- DIRECTIVE -
Convert the part of the data below that opens with the line containing "Task: mark each instance of the teacup-shaped" and closes with the line containing "Target: teacup-shaped cupcake holder", both lines included, into a JSON list of strings with one string per line and blank lines omitted.

-------- TASK INPUTS --------

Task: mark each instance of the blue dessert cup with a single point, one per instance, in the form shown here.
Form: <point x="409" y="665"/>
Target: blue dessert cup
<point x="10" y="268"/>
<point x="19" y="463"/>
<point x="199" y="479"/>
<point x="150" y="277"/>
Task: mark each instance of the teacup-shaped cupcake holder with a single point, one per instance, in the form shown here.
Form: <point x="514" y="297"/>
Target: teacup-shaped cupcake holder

--------
-------- TASK INPUTS --------

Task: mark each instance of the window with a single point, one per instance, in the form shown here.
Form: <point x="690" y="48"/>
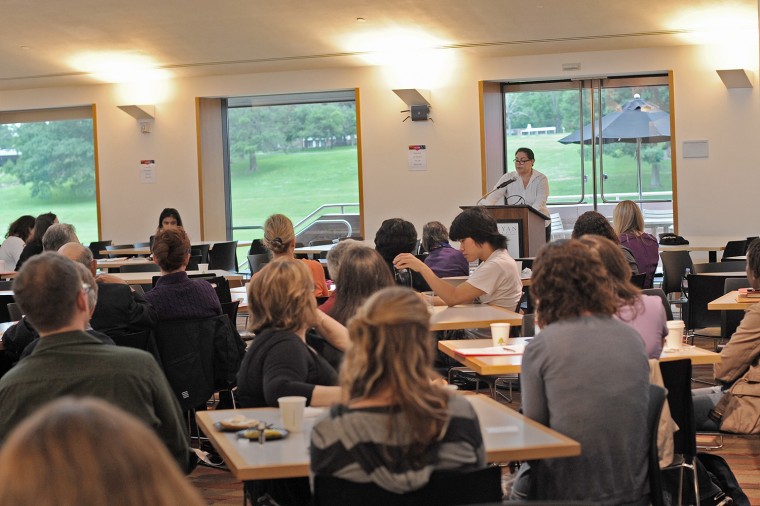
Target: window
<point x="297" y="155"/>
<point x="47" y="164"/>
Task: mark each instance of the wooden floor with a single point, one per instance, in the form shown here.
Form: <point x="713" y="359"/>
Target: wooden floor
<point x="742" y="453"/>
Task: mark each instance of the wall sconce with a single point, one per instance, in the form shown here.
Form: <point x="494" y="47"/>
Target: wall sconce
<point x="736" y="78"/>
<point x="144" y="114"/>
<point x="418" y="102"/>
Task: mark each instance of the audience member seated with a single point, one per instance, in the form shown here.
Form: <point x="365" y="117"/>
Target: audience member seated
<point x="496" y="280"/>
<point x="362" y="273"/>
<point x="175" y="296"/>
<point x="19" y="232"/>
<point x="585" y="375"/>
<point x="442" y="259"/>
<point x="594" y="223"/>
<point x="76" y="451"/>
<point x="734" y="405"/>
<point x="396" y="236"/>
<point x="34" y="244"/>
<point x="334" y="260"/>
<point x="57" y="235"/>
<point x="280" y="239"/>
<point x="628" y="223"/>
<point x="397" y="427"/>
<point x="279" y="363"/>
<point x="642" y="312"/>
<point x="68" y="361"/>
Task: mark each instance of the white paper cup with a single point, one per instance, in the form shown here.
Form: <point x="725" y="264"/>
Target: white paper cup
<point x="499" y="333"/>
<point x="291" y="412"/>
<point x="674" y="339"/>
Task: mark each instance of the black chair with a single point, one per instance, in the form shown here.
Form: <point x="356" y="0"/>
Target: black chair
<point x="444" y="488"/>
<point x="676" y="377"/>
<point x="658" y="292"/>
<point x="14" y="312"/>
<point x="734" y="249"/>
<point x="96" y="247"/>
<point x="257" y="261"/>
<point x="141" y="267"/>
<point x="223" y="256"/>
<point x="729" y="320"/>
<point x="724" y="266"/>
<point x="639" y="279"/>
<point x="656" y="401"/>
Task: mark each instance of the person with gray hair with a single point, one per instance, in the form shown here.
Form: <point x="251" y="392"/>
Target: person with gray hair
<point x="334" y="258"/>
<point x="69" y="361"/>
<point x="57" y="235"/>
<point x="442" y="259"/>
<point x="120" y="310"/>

--------

- WRITTEN ANSWER -
[
  "Task: mark each instance of the teacup-shaped cupcake holder with a single point, one per instance, in the form shown here.",
  "Form: <point x=\"514\" y=\"297\"/>",
  "Target: teacup-shaped cupcake holder"
]